→ **Exercise passage**:
▬▬▬▬▬▬▬▬▬▬
My little girl had a very high fever the other night and we were really worried about her, so we called the nurse on call hotline who advised us to wait and go to the urgent care centre in the morning unless she got suddenly worse overnight, then to head to emergency. It was all stressful enough just worrying about how sick she was. I can't imagine how much worse it would be having to worry about paying for any of those services on top of that.
It's dystopian as can be, the health care system in my country was one of the best in the world but has taken a major hit recently because of stupid ass politicians. Still it's miles better than in the US and if I'm ill I just go to a doctor I don't think twice about it.
Man, I live in shit country where opposition is killed every february and ruling party of oligarchs have been destroying my country's healthcare system for last 20 years, but I'm glad commies built it tough.
I've heard you even pay for ambulance.
You do. And not a small amount, like an Uber. Hundreds of dollars, regardless of how far it goes. I'm sure there are markups for care received, but I've not been in one to know.
*out of pocket
Most of the time we don't think about it, because anything medical often comes with its own stress, so just thinking about that is front of mind.
▬▬▬▬▬▬▬▬▬▬
→ **Activity list**:
A. Do these statements agree with the health care comments? (i) The nurse hotline advised going to emergency right away that night. (ii) One commenter says an ambulance ride costs hundreds of dollars no matter how far it goes. (iii) The commenter describing ambulance costs has ridden in one. Answer yes or no for each, quoting the deciding words.
B. Can you retype part of the health care comments, beginning at the words "It's dystopian as" and stopping after the words "built it tough."?

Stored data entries
▬▬▬▬▬▬▬▬▬▬
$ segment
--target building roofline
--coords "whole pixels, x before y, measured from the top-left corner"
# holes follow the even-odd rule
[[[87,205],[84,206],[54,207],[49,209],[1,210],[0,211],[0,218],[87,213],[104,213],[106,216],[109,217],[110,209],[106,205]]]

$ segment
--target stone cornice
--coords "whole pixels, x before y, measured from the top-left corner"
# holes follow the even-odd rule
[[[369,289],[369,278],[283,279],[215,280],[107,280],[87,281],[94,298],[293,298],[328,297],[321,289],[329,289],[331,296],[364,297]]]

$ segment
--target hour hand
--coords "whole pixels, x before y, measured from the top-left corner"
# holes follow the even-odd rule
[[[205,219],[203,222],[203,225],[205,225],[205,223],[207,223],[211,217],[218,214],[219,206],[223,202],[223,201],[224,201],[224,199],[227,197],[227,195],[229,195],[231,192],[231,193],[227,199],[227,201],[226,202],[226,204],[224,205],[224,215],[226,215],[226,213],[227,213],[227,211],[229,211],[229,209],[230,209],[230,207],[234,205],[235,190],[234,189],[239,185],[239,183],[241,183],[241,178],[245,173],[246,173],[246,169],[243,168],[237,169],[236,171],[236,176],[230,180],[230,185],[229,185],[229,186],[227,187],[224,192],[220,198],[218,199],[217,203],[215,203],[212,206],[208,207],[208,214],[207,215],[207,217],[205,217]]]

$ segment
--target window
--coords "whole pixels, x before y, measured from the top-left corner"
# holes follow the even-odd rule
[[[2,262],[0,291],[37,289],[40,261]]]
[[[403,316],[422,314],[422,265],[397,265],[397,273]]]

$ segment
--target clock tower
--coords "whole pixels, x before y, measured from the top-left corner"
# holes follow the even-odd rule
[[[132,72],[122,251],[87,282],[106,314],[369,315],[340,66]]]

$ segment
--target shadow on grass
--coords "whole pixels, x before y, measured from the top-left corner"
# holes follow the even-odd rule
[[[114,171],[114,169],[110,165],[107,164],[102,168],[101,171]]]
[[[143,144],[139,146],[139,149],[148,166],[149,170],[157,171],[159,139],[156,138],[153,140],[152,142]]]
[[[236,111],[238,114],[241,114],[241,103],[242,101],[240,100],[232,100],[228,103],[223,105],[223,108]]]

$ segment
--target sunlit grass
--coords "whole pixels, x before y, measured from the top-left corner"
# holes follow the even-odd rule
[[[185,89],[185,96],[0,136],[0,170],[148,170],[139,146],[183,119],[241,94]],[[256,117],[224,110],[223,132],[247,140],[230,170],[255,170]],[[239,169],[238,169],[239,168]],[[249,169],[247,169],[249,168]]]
▬▬▬▬▬▬▬▬▬▬
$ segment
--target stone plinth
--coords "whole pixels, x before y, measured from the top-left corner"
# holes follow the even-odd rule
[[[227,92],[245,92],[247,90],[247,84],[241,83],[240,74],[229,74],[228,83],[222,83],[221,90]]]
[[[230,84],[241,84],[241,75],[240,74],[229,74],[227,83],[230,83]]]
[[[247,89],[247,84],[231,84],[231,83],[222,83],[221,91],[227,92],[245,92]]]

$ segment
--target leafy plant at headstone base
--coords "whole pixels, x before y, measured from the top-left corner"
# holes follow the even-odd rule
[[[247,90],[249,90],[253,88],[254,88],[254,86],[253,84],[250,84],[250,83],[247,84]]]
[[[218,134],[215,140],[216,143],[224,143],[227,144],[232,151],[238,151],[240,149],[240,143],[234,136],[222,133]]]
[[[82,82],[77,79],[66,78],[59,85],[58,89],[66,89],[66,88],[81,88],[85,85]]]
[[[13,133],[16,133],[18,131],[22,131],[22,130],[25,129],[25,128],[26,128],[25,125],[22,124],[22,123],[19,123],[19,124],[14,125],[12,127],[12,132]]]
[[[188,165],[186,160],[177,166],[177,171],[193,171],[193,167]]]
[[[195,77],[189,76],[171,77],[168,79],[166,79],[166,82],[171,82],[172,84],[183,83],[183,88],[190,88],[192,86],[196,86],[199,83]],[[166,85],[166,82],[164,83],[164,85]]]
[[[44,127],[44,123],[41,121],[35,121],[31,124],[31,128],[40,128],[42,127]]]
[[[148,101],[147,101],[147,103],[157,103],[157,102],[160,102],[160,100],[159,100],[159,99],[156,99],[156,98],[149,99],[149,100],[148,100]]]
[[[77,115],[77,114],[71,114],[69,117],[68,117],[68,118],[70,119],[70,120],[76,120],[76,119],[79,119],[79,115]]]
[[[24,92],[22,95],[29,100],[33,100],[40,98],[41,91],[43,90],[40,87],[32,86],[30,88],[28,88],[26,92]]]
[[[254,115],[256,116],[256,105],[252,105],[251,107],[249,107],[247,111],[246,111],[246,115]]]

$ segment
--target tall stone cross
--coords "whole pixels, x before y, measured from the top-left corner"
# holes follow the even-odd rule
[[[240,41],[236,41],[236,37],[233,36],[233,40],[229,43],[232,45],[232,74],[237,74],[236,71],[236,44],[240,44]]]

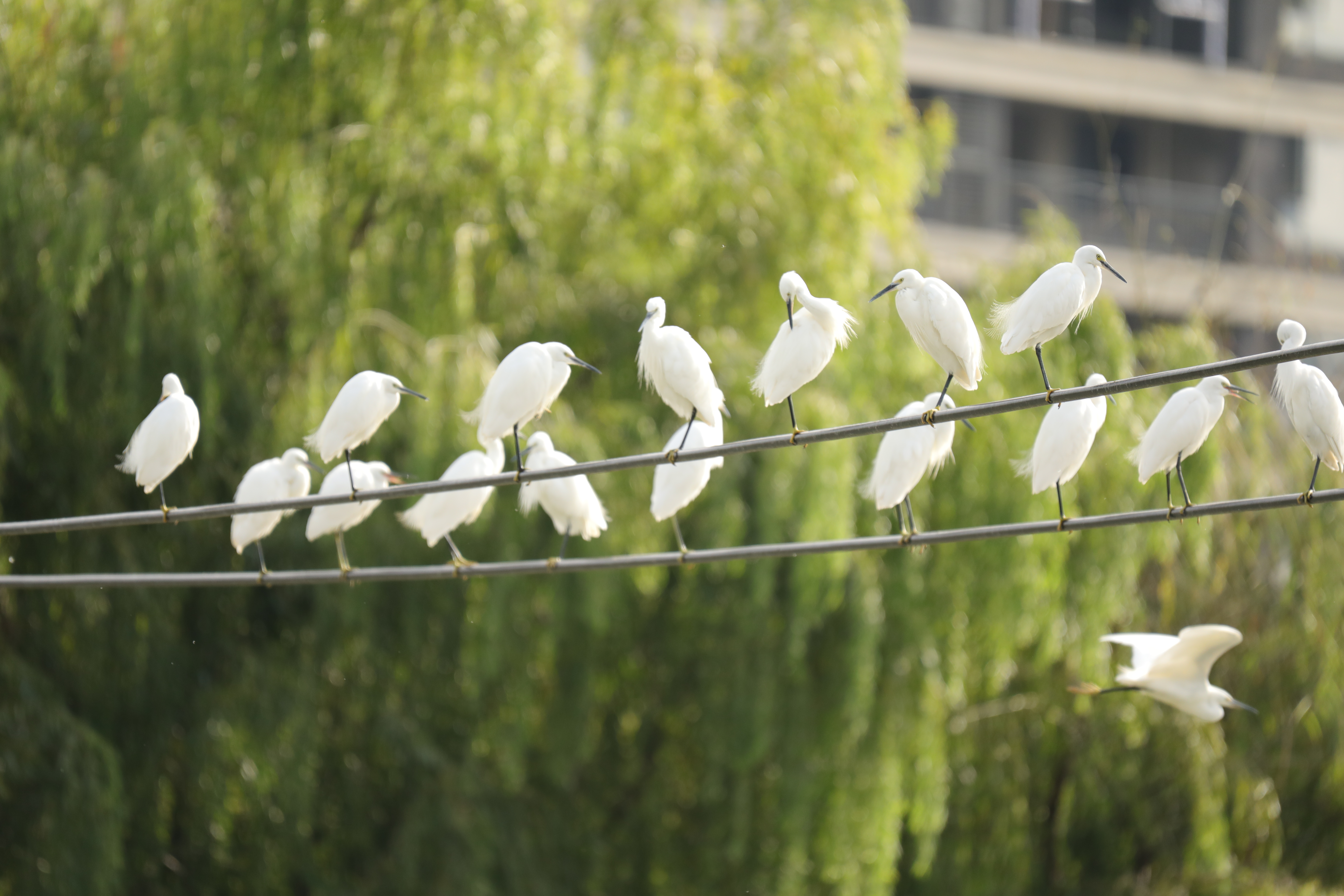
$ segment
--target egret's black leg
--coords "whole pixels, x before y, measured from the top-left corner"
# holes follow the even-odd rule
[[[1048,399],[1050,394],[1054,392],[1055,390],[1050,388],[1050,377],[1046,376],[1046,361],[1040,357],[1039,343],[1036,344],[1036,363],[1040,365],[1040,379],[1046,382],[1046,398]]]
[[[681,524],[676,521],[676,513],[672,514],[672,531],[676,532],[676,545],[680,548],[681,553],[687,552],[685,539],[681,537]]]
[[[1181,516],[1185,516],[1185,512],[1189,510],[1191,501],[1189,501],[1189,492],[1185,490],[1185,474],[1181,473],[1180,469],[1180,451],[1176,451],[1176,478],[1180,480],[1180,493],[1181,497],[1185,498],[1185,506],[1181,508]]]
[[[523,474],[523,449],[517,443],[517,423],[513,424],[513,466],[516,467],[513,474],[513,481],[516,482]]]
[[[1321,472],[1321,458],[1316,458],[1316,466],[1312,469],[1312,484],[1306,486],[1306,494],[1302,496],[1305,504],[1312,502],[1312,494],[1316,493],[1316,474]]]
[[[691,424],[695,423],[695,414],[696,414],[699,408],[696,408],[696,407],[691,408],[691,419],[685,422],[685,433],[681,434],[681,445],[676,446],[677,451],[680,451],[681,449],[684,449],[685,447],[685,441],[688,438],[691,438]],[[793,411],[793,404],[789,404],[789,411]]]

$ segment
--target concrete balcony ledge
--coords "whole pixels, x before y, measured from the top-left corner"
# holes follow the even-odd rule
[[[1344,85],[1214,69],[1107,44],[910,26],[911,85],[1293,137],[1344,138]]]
▬▬▬▬▬▬▬▬▬▬
→ **Solutions**:
A.
(i) No: "advised us to wait and go to the urgent care centre in the morning unless she got suddenly worse overnight"
(ii) Yes: "Hundreds of dollars, regardless of how far it goes."
(iii) No: "I've not been in one to know."

B.
It's dystopian as can be, the health care system in my country was one of the best in the world but has taken a major hit recently because of stupid ass politicians. Still it's miles better than in the US and if I'm ill I just go to a doctor I don't think twice about it.
Man, I live in shit country where opposition is killed every february and ruling party of oligarchs have been destroying my country's healthcare system for last 20 years, but I'm glad commies built it tough.